# Assignment
In one to three sentences, explain why suspicion turns on the health care workers who take patients away, according to the text on the Ebola outbreak.

Segment Start: Selected text

Perhaps the hardest part is that the work itself breeds the mistrust that endangers it. International Medical Corps operates treatment centers in the outbreak zone and describes this trap plainly. When a patient enters a facility and never returns home, the community remembers the isolation rather than the medical intent. This happens because the disease kills the patient, meaning their remains cannot be safely released to the family. As a result, suspicion turns on the health care workers who took the loved one away. Some patients now run when isolation is mentioned.16 It is a cruel arrangement. This workforce must enforce strict containment and earn community trust at the same time, all within the very neighborhoods where they live.

And still, most stay. That is what the case counts never show and deserves to be clearly acknowledged. Health workers were among the first infected in this outbreak, and while some stopped responding out of fear for their lives, most did not.17 A 50-year retrospective on Ebola published in the New England Journal of Medicine in July makes a point of naming these individuals. The labor that carries every outbreak response and rarely appears in the formal record.18

The international surge is real, and it matters. However, reinforcements arrive and eventually leave. The local health workers were there before the response started. They will remain long after the international teams return home. They are the permanent frontline.

The Universal Lessons for IPs

Let me be clear about the risk first because it matters. The threat to any US facility from this outbreak is very low. The CDC and ECDC have both assessed the likelihood of an imported case reaching their populations as low. Furthermore, the handful of exported cases have almost all involved known occupational exposures among deployed responders. They did not involve community spread.8,19 It is a call to watch and to learn.

Segment End: Selected text
Segment Start: Provided data

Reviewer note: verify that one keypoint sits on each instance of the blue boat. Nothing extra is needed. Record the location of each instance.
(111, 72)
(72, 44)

Segment End: Provided data

# Final answer
A patient who dies of the disease cannot have their remains safely released to the family, so they never return home. The community then remembers the isolation rather than the medical intent and blames the workers who took the loved one away.